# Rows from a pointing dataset
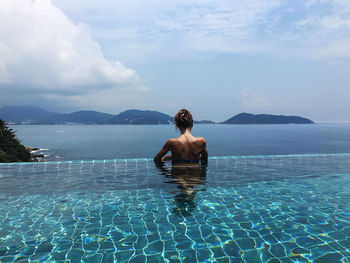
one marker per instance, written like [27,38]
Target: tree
[11,150]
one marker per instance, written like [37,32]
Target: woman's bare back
[187,147]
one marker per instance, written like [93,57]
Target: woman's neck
[186,131]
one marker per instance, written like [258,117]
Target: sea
[102,142]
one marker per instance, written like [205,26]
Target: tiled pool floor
[252,209]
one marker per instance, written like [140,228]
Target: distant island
[39,116]
[36,115]
[247,118]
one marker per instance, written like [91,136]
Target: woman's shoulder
[200,140]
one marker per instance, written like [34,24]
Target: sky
[217,58]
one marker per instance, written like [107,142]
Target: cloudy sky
[216,58]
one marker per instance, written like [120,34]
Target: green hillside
[11,150]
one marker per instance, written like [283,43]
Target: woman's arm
[159,156]
[204,153]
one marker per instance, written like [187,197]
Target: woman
[185,149]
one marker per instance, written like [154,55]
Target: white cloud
[40,47]
[173,28]
[251,101]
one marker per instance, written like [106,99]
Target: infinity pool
[282,208]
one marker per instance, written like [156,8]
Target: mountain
[247,118]
[79,117]
[36,115]
[11,150]
[204,122]
[141,117]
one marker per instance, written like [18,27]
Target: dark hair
[183,119]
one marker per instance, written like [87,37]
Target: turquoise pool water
[276,208]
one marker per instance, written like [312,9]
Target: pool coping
[151,159]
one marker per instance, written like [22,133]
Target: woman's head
[183,119]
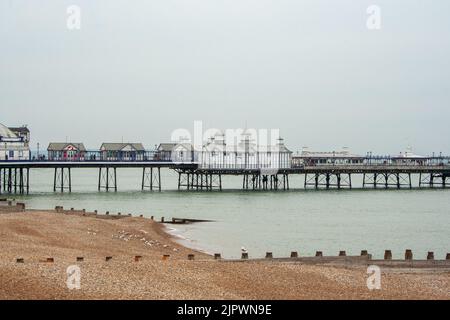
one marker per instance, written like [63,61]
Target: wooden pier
[15,175]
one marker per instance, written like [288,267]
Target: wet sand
[37,235]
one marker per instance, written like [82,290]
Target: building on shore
[316,158]
[66,151]
[122,152]
[12,146]
[22,132]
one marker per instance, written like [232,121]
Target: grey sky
[139,69]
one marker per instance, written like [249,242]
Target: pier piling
[387,255]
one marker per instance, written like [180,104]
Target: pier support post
[107,178]
[62,179]
[152,180]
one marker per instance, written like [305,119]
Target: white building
[216,154]
[12,146]
[246,154]
[315,158]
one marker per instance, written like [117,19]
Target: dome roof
[6,133]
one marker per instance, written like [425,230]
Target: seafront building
[122,152]
[217,154]
[66,151]
[14,143]
[315,158]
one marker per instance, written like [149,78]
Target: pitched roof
[166,146]
[5,132]
[120,146]
[60,146]
[22,129]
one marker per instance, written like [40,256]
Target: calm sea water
[280,221]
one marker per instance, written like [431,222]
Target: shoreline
[36,235]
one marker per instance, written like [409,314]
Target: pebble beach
[145,262]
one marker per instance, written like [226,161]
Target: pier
[193,176]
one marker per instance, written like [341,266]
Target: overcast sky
[136,70]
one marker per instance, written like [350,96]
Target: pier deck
[15,177]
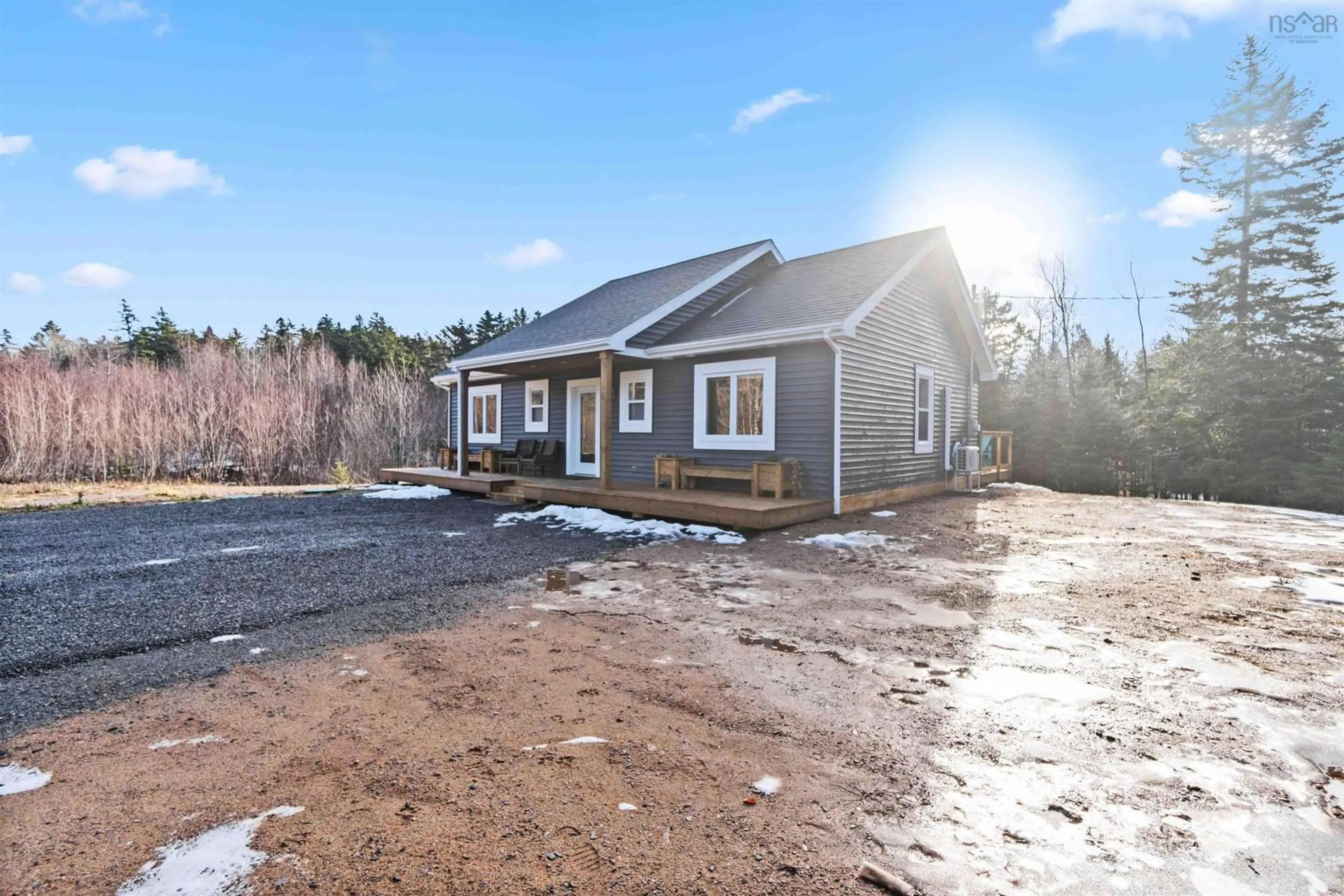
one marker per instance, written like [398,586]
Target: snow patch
[766,786]
[1318,585]
[850,541]
[206,739]
[216,863]
[1019,487]
[617,527]
[1000,684]
[17,779]
[408,492]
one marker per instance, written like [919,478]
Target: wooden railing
[996,456]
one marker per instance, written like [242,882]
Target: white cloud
[21,283]
[97,276]
[135,171]
[97,13]
[15,144]
[539,252]
[1156,19]
[760,111]
[1184,209]
[1172,158]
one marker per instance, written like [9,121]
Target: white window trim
[764,443]
[529,425]
[647,424]
[924,374]
[484,438]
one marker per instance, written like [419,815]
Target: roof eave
[966,310]
[625,334]
[760,339]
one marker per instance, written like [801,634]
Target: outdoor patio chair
[547,460]
[510,461]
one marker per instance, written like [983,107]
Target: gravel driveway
[101,604]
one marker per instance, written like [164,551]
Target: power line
[1088,299]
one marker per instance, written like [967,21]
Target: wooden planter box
[776,477]
[668,471]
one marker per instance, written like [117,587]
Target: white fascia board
[531,355]
[851,324]
[763,339]
[449,379]
[620,338]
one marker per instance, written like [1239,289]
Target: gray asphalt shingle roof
[609,308]
[804,292]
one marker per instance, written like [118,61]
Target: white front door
[582,437]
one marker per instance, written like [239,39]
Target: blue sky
[238,162]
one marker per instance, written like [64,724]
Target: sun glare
[1004,199]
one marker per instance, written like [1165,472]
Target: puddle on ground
[913,613]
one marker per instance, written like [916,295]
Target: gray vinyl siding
[803,429]
[915,326]
[512,410]
[701,303]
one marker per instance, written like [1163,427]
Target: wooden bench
[764,476]
[488,460]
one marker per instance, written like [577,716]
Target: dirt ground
[34,496]
[1015,694]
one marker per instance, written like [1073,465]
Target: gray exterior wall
[803,430]
[915,326]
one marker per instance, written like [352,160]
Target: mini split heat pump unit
[966,460]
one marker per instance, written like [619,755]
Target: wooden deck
[695,506]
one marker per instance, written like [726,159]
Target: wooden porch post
[605,422]
[463,411]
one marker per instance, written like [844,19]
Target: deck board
[695,506]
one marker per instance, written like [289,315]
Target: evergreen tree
[128,322]
[1264,347]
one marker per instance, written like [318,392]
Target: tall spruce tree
[1264,348]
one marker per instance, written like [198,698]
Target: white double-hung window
[483,425]
[924,410]
[638,401]
[537,406]
[734,405]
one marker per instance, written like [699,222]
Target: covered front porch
[728,510]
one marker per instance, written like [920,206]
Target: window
[636,401]
[537,408]
[734,405]
[924,410]
[484,408]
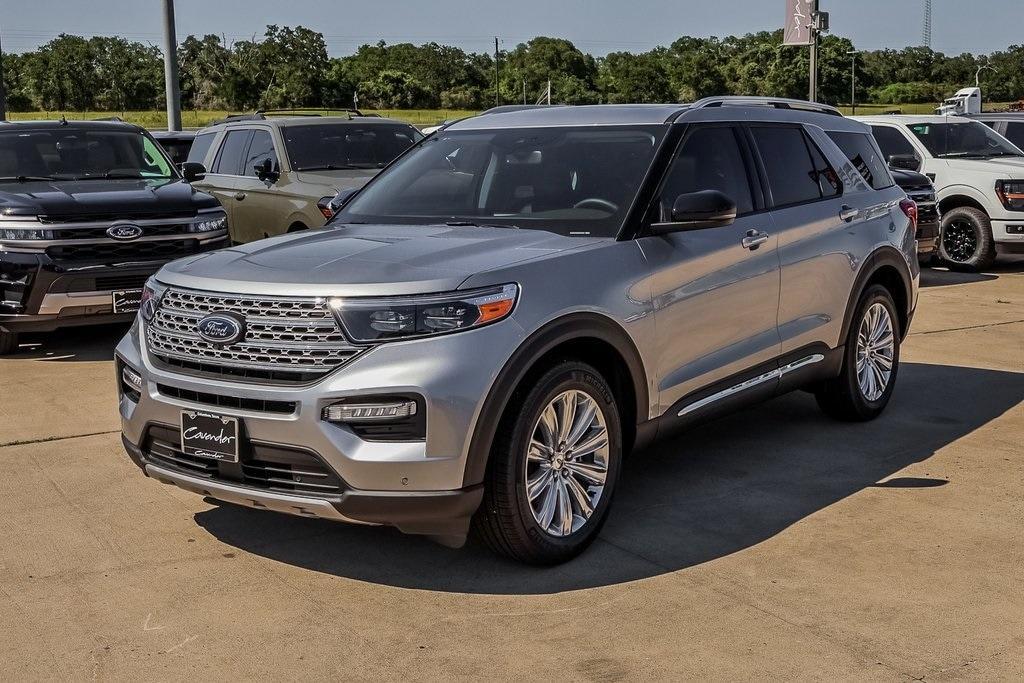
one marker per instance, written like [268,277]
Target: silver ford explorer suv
[487,328]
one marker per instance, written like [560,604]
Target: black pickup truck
[88,211]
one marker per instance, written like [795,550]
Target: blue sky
[595,26]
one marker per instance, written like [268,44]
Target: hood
[365,260]
[337,179]
[79,198]
[1010,167]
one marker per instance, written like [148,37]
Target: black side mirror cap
[696,211]
[265,171]
[193,171]
[904,162]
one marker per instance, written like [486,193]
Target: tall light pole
[853,80]
[3,92]
[171,69]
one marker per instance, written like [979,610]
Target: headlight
[1011,193]
[401,317]
[208,222]
[152,292]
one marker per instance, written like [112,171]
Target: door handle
[754,240]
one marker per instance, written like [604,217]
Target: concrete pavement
[773,543]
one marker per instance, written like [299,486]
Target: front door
[715,291]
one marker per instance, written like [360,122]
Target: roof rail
[777,102]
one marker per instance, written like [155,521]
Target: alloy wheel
[566,463]
[960,240]
[876,350]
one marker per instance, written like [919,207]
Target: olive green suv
[278,174]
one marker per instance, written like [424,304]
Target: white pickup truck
[978,176]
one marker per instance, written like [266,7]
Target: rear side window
[260,150]
[892,141]
[231,151]
[710,159]
[200,146]
[1015,133]
[860,150]
[797,171]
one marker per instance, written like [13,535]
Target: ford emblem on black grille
[124,231]
[221,328]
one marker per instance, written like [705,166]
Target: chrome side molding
[753,382]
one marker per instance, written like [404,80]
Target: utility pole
[814,53]
[496,71]
[853,80]
[3,92]
[171,69]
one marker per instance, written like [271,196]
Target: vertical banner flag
[798,23]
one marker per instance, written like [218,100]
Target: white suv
[978,176]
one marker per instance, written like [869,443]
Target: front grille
[111,217]
[256,404]
[264,466]
[99,231]
[164,249]
[296,339]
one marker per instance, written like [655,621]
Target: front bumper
[60,294]
[417,485]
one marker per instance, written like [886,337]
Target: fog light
[131,378]
[370,412]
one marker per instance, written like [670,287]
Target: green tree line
[291,68]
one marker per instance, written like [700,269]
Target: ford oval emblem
[221,329]
[124,231]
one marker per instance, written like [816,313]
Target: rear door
[820,230]
[715,290]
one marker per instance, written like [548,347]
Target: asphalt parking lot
[772,543]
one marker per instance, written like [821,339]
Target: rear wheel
[553,468]
[966,242]
[870,361]
[8,342]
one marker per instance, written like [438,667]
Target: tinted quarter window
[1015,133]
[793,175]
[326,146]
[862,153]
[231,151]
[260,150]
[892,141]
[710,159]
[200,146]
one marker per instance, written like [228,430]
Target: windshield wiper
[470,223]
[26,178]
[328,167]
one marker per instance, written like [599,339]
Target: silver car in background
[484,330]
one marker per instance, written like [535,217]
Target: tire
[531,531]
[846,396]
[8,342]
[966,240]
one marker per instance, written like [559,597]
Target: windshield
[326,146]
[566,180]
[968,139]
[69,154]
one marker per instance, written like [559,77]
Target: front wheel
[553,468]
[966,242]
[870,361]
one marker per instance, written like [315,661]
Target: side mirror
[193,171]
[905,162]
[330,206]
[695,211]
[264,170]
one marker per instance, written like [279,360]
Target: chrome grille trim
[283,334]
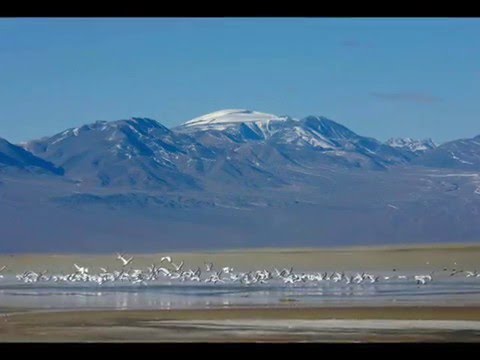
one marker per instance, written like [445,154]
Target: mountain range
[233,178]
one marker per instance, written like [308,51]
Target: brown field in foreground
[399,324]
[421,257]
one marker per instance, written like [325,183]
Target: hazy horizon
[379,77]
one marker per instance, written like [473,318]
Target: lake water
[456,291]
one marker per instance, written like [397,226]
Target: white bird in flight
[177,267]
[124,261]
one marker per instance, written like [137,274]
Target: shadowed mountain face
[138,153]
[14,157]
[233,179]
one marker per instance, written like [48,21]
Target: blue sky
[380,77]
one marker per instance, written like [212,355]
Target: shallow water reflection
[180,296]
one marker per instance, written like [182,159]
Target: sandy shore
[285,322]
[419,257]
[399,324]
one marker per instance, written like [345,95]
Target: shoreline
[353,324]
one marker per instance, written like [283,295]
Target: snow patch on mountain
[413,145]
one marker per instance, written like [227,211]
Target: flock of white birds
[167,269]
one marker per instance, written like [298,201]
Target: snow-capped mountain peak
[411,144]
[233,116]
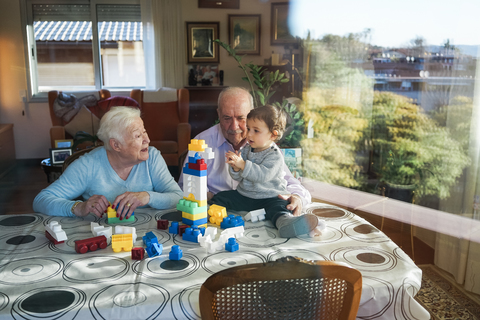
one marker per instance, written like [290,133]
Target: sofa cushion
[83,121]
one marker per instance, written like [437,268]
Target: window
[84,45]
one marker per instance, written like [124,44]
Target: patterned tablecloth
[40,280]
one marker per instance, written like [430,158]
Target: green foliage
[411,148]
[255,77]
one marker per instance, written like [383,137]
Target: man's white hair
[115,123]
[234,91]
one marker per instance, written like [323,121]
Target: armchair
[165,116]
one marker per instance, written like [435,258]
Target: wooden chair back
[282,290]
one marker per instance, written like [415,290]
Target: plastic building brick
[197,222]
[201,215]
[162,224]
[199,165]
[126,230]
[55,230]
[255,215]
[232,221]
[98,230]
[189,207]
[173,228]
[90,244]
[182,228]
[192,234]
[138,253]
[191,197]
[112,216]
[122,242]
[175,253]
[231,245]
[237,232]
[217,213]
[198,173]
[197,145]
[154,250]
[149,238]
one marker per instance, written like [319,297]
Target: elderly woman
[125,171]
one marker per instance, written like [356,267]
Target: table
[40,280]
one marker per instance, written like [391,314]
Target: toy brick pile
[195,214]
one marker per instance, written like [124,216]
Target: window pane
[63,40]
[391,108]
[120,33]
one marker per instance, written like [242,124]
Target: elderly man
[230,134]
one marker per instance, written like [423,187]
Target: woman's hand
[235,160]
[128,202]
[96,204]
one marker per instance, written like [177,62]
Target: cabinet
[203,107]
[7,149]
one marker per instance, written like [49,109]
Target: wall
[31,130]
[233,74]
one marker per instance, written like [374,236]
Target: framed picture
[200,45]
[223,4]
[244,33]
[63,143]
[59,155]
[279,30]
[205,74]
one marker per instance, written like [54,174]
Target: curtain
[461,257]
[164,30]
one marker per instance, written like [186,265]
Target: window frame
[33,95]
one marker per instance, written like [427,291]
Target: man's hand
[129,201]
[96,204]
[295,203]
[235,160]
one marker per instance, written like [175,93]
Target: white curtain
[165,45]
[461,257]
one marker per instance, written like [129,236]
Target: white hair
[114,124]
[235,91]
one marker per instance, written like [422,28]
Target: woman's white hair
[115,123]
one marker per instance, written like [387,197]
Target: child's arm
[235,161]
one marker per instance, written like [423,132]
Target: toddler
[259,170]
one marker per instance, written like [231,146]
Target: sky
[392,23]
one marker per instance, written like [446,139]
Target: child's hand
[235,160]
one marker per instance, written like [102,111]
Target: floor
[19,187]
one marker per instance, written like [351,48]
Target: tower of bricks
[194,202]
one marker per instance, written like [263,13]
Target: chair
[57,131]
[165,116]
[289,289]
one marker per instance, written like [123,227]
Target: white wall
[31,130]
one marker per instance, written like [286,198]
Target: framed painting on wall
[279,31]
[244,33]
[200,45]
[223,4]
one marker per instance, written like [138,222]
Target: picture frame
[68,143]
[200,45]
[59,155]
[244,33]
[223,4]
[279,31]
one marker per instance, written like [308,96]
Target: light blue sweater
[92,174]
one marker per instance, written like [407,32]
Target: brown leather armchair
[57,131]
[166,123]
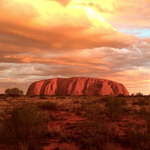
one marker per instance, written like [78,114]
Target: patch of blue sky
[139,32]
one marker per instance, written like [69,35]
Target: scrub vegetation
[74,122]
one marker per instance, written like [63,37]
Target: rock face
[76,86]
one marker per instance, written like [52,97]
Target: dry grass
[92,123]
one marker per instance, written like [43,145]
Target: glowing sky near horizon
[42,39]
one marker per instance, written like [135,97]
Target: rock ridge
[76,86]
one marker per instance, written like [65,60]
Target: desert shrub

# Set exercise
Drop the pictures, then write out only the lines running from the one containing "one marker per instance, written like [308,96]" through the last line above, both included, exactly.

# The result
one marker per instance, written like [308,96]
Target: light blue sweater
[92,174]
one marker per instance, written like [407,32]
Target: brown leather armchair
[57,131]
[166,123]
one marker per instance, written like [78,114]
Target: patch of blue sky
[139,32]
one marker per instance, written like [69,35]
Target: scrub vegetation
[74,122]
one marker per instance, written like [63,37]
Target: rock face
[76,86]
one marker per instance, written like [52,97]
Target: dry grass
[92,123]
one marker per instance, written like [43,145]
Target: glowing sky near horizon
[42,39]
one marker per instance, written like [135,97]
Target: rock ridge
[76,86]
one marker per instance, written like [65,60]
Target: desert shrub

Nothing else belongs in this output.